**What to do:**
Only the lines from the one containing "the dark suit" to the end of the data are wanted; print them exactly as they appear.
- - -
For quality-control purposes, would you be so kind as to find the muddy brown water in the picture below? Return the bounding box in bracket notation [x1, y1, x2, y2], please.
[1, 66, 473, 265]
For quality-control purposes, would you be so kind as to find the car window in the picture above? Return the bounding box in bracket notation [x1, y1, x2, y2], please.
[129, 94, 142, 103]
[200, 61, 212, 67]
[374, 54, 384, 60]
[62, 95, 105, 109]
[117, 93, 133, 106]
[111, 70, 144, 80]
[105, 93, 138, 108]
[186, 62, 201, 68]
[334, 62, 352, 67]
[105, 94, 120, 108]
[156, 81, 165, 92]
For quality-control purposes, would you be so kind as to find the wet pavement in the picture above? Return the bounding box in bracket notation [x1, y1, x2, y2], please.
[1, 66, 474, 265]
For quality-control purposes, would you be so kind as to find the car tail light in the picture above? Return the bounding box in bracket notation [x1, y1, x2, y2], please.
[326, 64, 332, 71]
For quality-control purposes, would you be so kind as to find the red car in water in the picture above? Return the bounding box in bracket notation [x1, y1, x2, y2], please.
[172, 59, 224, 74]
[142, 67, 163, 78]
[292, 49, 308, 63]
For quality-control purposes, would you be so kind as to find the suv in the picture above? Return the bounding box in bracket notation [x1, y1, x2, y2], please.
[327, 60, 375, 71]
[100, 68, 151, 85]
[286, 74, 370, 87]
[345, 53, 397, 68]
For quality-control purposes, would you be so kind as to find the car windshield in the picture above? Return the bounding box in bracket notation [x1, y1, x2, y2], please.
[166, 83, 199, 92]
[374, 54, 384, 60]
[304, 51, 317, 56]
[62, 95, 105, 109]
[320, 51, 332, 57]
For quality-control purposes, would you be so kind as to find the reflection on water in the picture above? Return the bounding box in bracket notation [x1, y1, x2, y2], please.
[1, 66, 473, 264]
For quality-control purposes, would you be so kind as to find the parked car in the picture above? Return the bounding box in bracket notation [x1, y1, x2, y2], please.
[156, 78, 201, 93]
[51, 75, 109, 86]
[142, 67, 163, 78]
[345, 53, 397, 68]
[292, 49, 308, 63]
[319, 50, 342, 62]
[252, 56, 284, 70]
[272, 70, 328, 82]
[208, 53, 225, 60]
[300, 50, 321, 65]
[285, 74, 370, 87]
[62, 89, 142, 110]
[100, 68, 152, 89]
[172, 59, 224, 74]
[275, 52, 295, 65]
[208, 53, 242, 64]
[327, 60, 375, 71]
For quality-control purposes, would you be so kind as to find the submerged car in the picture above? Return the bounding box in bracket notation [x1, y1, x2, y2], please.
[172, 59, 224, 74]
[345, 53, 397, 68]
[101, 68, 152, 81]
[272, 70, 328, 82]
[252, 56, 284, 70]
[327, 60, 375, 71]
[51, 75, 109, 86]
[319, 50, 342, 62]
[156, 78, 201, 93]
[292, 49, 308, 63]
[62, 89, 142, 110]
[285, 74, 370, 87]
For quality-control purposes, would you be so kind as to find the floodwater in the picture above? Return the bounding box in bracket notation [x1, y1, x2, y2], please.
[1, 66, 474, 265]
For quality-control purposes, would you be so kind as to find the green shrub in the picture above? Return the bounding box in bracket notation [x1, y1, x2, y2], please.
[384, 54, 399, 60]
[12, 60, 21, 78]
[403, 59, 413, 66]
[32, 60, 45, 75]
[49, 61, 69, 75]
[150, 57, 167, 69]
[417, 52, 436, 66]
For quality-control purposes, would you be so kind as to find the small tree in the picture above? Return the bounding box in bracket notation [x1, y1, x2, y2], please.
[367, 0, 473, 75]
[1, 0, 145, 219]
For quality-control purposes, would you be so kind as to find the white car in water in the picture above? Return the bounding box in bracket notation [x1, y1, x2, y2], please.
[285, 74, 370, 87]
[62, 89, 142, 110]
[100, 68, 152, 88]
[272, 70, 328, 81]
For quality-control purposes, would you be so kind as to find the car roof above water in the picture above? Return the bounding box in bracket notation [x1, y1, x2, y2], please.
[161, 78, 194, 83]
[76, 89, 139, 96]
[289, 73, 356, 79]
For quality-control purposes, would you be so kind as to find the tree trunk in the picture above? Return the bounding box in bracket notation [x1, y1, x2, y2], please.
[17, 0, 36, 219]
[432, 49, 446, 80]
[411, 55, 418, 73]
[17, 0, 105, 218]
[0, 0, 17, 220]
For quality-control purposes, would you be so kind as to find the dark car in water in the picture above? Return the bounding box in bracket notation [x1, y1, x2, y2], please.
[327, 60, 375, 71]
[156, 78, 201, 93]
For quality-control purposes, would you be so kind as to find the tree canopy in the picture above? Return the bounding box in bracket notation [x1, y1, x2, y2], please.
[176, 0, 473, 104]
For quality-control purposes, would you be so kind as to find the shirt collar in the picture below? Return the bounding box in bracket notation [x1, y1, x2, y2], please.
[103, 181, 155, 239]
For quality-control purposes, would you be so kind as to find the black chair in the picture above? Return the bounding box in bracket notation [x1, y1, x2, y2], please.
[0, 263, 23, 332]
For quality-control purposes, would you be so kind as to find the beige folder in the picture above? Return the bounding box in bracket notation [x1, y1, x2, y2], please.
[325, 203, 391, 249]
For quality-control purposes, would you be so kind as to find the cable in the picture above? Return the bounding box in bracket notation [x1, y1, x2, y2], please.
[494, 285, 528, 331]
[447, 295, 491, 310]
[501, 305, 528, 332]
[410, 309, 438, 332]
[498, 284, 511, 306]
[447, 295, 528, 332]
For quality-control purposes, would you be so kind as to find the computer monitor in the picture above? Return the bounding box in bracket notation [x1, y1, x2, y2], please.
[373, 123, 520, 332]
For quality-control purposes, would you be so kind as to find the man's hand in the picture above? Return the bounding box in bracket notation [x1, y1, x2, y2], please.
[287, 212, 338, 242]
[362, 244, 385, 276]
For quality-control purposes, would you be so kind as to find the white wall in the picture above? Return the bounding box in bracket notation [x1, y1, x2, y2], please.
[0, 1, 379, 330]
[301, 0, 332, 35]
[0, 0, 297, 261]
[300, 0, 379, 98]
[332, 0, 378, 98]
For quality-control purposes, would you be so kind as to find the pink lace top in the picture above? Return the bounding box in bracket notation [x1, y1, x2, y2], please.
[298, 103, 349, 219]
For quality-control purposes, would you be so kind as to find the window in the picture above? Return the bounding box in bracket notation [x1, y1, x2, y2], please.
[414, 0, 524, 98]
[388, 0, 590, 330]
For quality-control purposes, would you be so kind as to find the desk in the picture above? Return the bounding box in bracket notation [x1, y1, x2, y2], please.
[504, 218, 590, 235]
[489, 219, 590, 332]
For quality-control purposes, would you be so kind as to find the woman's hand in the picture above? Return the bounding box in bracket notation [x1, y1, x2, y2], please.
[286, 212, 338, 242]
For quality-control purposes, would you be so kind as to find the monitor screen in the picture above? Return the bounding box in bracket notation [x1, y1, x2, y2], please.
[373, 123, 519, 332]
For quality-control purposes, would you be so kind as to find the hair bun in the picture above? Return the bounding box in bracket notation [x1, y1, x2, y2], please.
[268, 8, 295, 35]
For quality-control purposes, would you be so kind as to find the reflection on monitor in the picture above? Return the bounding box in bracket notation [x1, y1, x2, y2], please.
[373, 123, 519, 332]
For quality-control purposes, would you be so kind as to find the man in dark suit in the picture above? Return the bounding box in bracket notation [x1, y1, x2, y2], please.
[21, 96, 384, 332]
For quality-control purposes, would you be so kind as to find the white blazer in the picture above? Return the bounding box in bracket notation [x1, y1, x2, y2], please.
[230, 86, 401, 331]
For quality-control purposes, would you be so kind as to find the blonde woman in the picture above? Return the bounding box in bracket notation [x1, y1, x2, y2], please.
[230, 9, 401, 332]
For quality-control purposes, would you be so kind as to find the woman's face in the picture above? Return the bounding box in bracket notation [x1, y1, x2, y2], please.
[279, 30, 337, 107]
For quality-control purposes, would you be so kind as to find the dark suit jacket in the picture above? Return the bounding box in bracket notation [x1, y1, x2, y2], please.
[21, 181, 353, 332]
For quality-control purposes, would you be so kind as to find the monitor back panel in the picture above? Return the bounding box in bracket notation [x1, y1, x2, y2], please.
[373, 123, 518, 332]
- - -
**Result:**
For quality-control purposes, would you be so kind as to find the dark suit jacket in the picture above? Return the bounding box in bracket notation [x1, y1, x2, y2], please.
[21, 181, 353, 332]
For quality-control purposes, would you be so kind as to find the monitor back panel in the picture above? Return the bounding box in bracket notation [x1, y1, x2, y2], please.
[373, 123, 518, 332]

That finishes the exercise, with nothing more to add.